-- To do --
Format every one of the rows below as a JSON array of strings, with one string per line and no blank lines.

-- Listed entries --
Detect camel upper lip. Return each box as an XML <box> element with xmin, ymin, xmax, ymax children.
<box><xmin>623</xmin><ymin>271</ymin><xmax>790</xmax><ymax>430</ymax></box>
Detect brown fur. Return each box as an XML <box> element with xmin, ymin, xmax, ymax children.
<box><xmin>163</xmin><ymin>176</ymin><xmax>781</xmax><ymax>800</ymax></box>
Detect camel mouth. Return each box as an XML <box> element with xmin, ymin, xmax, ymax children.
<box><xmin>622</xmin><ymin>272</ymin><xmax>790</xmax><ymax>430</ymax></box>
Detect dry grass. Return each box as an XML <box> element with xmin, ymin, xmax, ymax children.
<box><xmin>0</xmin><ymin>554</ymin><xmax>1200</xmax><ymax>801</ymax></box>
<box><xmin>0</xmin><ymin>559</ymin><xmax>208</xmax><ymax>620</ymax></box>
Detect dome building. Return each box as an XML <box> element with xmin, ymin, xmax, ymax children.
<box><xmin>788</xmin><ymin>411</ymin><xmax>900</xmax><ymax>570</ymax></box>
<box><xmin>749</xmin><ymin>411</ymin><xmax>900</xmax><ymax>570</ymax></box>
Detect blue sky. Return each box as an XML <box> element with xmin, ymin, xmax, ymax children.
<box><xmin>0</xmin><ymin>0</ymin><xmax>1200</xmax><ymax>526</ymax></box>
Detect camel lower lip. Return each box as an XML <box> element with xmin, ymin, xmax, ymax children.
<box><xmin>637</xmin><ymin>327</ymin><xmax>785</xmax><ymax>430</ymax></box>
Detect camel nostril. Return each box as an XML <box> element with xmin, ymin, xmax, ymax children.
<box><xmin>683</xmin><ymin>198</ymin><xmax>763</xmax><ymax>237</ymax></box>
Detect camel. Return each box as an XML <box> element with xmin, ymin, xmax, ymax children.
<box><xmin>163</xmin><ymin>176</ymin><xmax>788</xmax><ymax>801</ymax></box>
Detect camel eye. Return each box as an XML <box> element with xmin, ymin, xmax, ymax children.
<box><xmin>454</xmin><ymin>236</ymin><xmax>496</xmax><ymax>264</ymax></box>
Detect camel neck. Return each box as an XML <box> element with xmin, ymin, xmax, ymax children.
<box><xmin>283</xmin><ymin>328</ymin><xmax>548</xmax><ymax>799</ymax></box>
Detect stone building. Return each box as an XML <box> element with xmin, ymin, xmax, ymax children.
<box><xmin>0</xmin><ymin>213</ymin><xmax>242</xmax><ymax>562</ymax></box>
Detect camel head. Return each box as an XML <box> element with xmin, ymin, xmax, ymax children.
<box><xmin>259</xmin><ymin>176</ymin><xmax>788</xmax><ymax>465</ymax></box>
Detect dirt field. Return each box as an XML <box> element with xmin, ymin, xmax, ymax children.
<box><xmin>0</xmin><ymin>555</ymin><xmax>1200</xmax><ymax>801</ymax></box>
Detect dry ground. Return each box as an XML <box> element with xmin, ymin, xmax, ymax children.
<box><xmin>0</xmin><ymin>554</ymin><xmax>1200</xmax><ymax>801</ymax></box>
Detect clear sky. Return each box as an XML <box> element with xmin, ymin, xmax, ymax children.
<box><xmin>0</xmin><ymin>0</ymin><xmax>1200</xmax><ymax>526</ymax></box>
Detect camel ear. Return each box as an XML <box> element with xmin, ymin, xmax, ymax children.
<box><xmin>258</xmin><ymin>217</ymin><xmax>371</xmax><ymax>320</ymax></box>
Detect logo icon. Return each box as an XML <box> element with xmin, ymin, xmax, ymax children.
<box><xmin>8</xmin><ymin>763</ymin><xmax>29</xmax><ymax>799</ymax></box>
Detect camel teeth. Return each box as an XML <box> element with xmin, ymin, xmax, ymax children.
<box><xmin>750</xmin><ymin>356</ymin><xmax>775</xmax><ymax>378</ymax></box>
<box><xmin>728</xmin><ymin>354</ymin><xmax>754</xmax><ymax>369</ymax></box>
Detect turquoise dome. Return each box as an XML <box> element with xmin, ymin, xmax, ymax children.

-- Correct output --
[
  "Detect camel upper lip. Return each box as an XML <box> element with xmin, ymin, xmax, ymax children.",
  "<box><xmin>623</xmin><ymin>271</ymin><xmax>790</xmax><ymax>430</ymax></box>",
  "Detect brown fur. Return each box as an XML <box> element with xmin, ymin, xmax, ymax children.",
  "<box><xmin>163</xmin><ymin>176</ymin><xmax>781</xmax><ymax>800</ymax></box>",
  "Detect camel mouth. Return each box as an XML <box> element with xmin, ymin, xmax, ymax children.",
  "<box><xmin>622</xmin><ymin>272</ymin><xmax>790</xmax><ymax>430</ymax></box>",
  "Detect dry grass. Return each box as an XML <box> element with xmin, ymin, xmax, ymax children.",
  "<box><xmin>0</xmin><ymin>554</ymin><xmax>1200</xmax><ymax>801</ymax></box>",
  "<box><xmin>0</xmin><ymin>559</ymin><xmax>208</xmax><ymax>620</ymax></box>",
  "Detect dome building. Return each box as an XML <box> element with xmin, ymin, xmax, ymax children.",
  "<box><xmin>788</xmin><ymin>411</ymin><xmax>900</xmax><ymax>570</ymax></box>",
  "<box><xmin>749</xmin><ymin>411</ymin><xmax>900</xmax><ymax>570</ymax></box>",
  "Detect blue sky. Return each box as an XML <box> element with xmin, ymin, xmax, ymax children.",
  "<box><xmin>0</xmin><ymin>0</ymin><xmax>1200</xmax><ymax>526</ymax></box>",
  "Detect camel lower lip. Return each box as an XML <box> element with xmin, ymin, xmax, ymax children.",
  "<box><xmin>637</xmin><ymin>327</ymin><xmax>785</xmax><ymax>430</ymax></box>",
  "Detect camel nostril. Return each box as an XML <box> element with xmin, ymin, xmax, ymax children.",
  "<box><xmin>683</xmin><ymin>198</ymin><xmax>763</xmax><ymax>237</ymax></box>",
  "Detect camel. Return each box as an XML <box> element with xmin, ymin, xmax, ymax children.",
  "<box><xmin>163</xmin><ymin>176</ymin><xmax>788</xmax><ymax>801</ymax></box>",
  "Detect camel eye. Return each box as an XML <box> element with xmin, ymin, xmax, ymax children.",
  "<box><xmin>454</xmin><ymin>236</ymin><xmax>496</xmax><ymax>264</ymax></box>",
  "Detect camel neck. Return each box as an XML <box> element with xmin, ymin, xmax, ymax children.",
  "<box><xmin>283</xmin><ymin>328</ymin><xmax>548</xmax><ymax>799</ymax></box>",
  "Detect stone building. Return each box as an XML <box> element with xmin, ymin, xmax, ymax children.",
  "<box><xmin>0</xmin><ymin>213</ymin><xmax>242</xmax><ymax>562</ymax></box>",
  "Detect camel head. Return each box as an XML <box> element with xmin, ymin, xmax, ymax children.",
  "<box><xmin>259</xmin><ymin>176</ymin><xmax>788</xmax><ymax>465</ymax></box>",
  "Detect dirt field. Return each box as an XML <box> element with xmin, ymin, xmax, ymax children.",
  "<box><xmin>0</xmin><ymin>555</ymin><xmax>1200</xmax><ymax>801</ymax></box>",
  "Detect dry ground. Return each box as an XML <box> element with xmin, ymin, xmax, ymax children.",
  "<box><xmin>0</xmin><ymin>554</ymin><xmax>1200</xmax><ymax>801</ymax></box>",
  "Detect clear sky. Return each box as an XML <box> element with xmin, ymin, xmax, ymax children.",
  "<box><xmin>0</xmin><ymin>0</ymin><xmax>1200</xmax><ymax>526</ymax></box>",
  "Detect camel ear. Return each box as an XML <box> element with xmin, ymin, xmax, ymax children.",
  "<box><xmin>258</xmin><ymin>217</ymin><xmax>371</xmax><ymax>320</ymax></box>",
  "Detect logo icon. Return each box as an XML <box> element with xmin, ymin, xmax, ymax children.",
  "<box><xmin>8</xmin><ymin>763</ymin><xmax>29</xmax><ymax>799</ymax></box>",
  "Detect camel teeth. Return each box as an XML <box> element with xmin, ymin, xmax, ymax children.",
  "<box><xmin>750</xmin><ymin>356</ymin><xmax>775</xmax><ymax>378</ymax></box>",
  "<box><xmin>728</xmin><ymin>354</ymin><xmax>754</xmax><ymax>369</ymax></box>",
  "Detect turquoise dome. Return each box as an XML <box> element with xmin, ymin, xmax, ymax children."
]